Pointing and labeling entries:
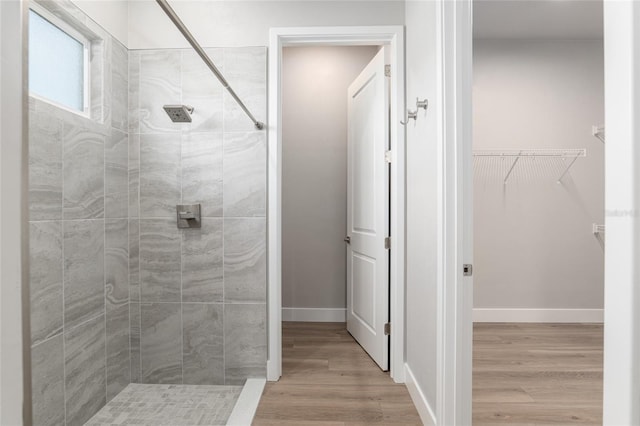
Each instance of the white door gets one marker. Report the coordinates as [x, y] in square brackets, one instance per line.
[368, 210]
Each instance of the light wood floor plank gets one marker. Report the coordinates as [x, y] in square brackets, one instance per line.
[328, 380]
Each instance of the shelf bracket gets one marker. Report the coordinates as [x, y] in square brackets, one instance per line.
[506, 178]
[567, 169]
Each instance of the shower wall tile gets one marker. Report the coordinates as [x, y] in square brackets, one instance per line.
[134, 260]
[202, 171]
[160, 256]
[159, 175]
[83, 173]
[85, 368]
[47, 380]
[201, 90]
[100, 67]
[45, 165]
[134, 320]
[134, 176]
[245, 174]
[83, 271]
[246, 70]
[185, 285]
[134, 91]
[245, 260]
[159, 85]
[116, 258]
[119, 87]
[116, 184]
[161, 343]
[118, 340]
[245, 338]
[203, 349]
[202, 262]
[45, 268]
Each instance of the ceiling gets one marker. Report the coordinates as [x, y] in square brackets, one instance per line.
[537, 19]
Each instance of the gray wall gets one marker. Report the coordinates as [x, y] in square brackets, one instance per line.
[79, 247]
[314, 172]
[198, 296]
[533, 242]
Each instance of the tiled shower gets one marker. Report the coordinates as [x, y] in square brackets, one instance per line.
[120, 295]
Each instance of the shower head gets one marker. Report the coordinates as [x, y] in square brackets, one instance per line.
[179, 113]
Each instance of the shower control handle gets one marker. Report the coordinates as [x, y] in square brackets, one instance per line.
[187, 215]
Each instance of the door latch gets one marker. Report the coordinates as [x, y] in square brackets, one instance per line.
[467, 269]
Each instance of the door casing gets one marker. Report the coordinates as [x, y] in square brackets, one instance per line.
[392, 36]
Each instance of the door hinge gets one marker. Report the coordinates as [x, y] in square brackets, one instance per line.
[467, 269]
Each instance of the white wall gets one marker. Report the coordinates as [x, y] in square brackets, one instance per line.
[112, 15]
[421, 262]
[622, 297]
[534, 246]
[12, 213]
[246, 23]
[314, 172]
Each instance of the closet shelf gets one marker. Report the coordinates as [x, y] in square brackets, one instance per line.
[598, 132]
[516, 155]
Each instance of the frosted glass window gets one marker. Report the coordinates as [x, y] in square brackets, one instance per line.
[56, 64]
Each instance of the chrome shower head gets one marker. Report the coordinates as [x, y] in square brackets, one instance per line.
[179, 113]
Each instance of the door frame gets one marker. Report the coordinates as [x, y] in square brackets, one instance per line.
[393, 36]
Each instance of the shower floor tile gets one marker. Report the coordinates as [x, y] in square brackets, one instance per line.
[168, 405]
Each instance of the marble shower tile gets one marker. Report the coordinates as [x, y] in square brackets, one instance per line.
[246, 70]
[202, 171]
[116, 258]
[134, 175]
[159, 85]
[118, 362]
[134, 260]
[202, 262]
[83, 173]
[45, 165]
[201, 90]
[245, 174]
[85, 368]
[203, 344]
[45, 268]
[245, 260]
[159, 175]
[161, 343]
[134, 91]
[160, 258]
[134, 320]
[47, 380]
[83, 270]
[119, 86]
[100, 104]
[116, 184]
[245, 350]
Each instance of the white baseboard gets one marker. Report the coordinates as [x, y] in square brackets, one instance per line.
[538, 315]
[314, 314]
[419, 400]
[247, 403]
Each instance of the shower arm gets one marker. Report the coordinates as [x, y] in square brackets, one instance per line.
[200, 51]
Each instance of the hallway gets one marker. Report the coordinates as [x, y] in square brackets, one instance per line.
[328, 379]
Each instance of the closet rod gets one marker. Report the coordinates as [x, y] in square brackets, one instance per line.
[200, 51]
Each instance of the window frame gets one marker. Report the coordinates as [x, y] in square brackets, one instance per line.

EXERCISE DIRECTIONS
Omit the pictures. Transcribe every record exactly.

EXERCISE OUTPUT
Each instance of the white door gets one marker. Report the coordinates as [x, y] in square brackets, one instance per line.
[368, 210]
Each instance of the light wood floor plank gets one marker. Report the coordinates as [x, y] in square brackets, one instance per line.
[328, 380]
Each instance of the shelf bracket gets one marker. Report the coordinates as [x, y] in square brackets, one instance per line.
[506, 178]
[567, 169]
Each instance of the shower wall tile gets one marker. Report the coordinates as [x, y] in square brackets, one instance per line.
[134, 260]
[202, 171]
[160, 256]
[159, 175]
[83, 173]
[85, 368]
[47, 380]
[201, 90]
[100, 67]
[45, 165]
[134, 320]
[134, 176]
[245, 174]
[83, 271]
[246, 70]
[185, 285]
[134, 91]
[245, 260]
[159, 85]
[116, 258]
[119, 87]
[116, 184]
[161, 343]
[118, 340]
[245, 338]
[203, 349]
[202, 262]
[45, 268]
Each instance of the ceiling gets one marker. Report the coordinates as [x, y] in square brackets, one instance per line.
[537, 19]
Each instance of the gray wall gets one marker. Report the coordinates as [x, y] in square brackets, one instance per line.
[79, 247]
[314, 172]
[198, 296]
[533, 242]
Each instance of the tiled shower gets one marker. Report the coordinates as [x, y] in square brackets, one instance per line.
[120, 295]
Each instance of the shower head gets one marker. Report the coordinates as [x, y] in square brackets, one instance per line.
[179, 113]
Each instance of the shower control handle gets one marker. Report the coordinates as [x, y] in square brackets, one instance per line.
[187, 215]
Each instance of the door latch gets one marker. Report the coordinates as [x, y] in square brackets, one instance per line.
[467, 269]
Each instance of the door casing gets one marker. Report the coordinates as [x, y] in square brackets, one instance per line.
[392, 36]
Each instance of the door hinge gets one marker. Report the coordinates as [x, y] in square brackets, one instance per line.
[467, 269]
Each instance of the white wall gets one marker. Report the coordinates as [x, y] in square brackets, one instance per line.
[112, 15]
[421, 262]
[622, 297]
[534, 246]
[12, 213]
[246, 23]
[314, 172]
Each instance of the closet shelf gets one marker. Report the coordinates as [x, y] in square brackets, one instance per line.
[598, 132]
[516, 155]
Each instance of the frosted glass window gets one marker. Report the coordinates as [x, y] in square brackets, one instance per line.
[56, 64]
Each instance of the chrome shower head gets one marker. Report the coordinates as [x, y] in square brackets, one instance per line.
[179, 113]
Each instance of the door frame gets one marker. Report the coordinates as [x, y] in square brackets, one instance per line.
[393, 36]
Each instance of the shower floor tile gets one marker. Report the coordinates as [x, y] in square brackets, one instance per line.
[168, 405]
Each instance of the marble shower tile gets one marker. Report the coordinates as [x, y] in square brackets, one instance per line.
[246, 70]
[202, 171]
[116, 258]
[134, 175]
[159, 85]
[118, 362]
[134, 260]
[202, 262]
[83, 173]
[45, 165]
[201, 90]
[245, 174]
[85, 368]
[203, 344]
[45, 268]
[245, 260]
[159, 175]
[161, 343]
[134, 91]
[160, 258]
[134, 320]
[47, 380]
[83, 270]
[119, 86]
[100, 104]
[116, 184]
[245, 350]
Each instance of the white baseboard gets one marker. Report the coordinates as [x, y] in square brackets, one instance per line.
[538, 315]
[314, 314]
[419, 400]
[247, 403]
Each instance of the shower arm gets one marker. Report the coordinates as [x, y] in square brackets, one instance per line.
[200, 51]
Each instance of the hallway gets one marker. Report the coordinates as [x, y] in square brackets, one instance per line.
[328, 379]
Each instance of the closet rod gets one marker. Report the coordinates as [x, y] in square brackets, one instance per line.
[200, 51]
Each instance of the window frame gets one marker. Report the coordinates as [x, y] in square brackets, one instance per line.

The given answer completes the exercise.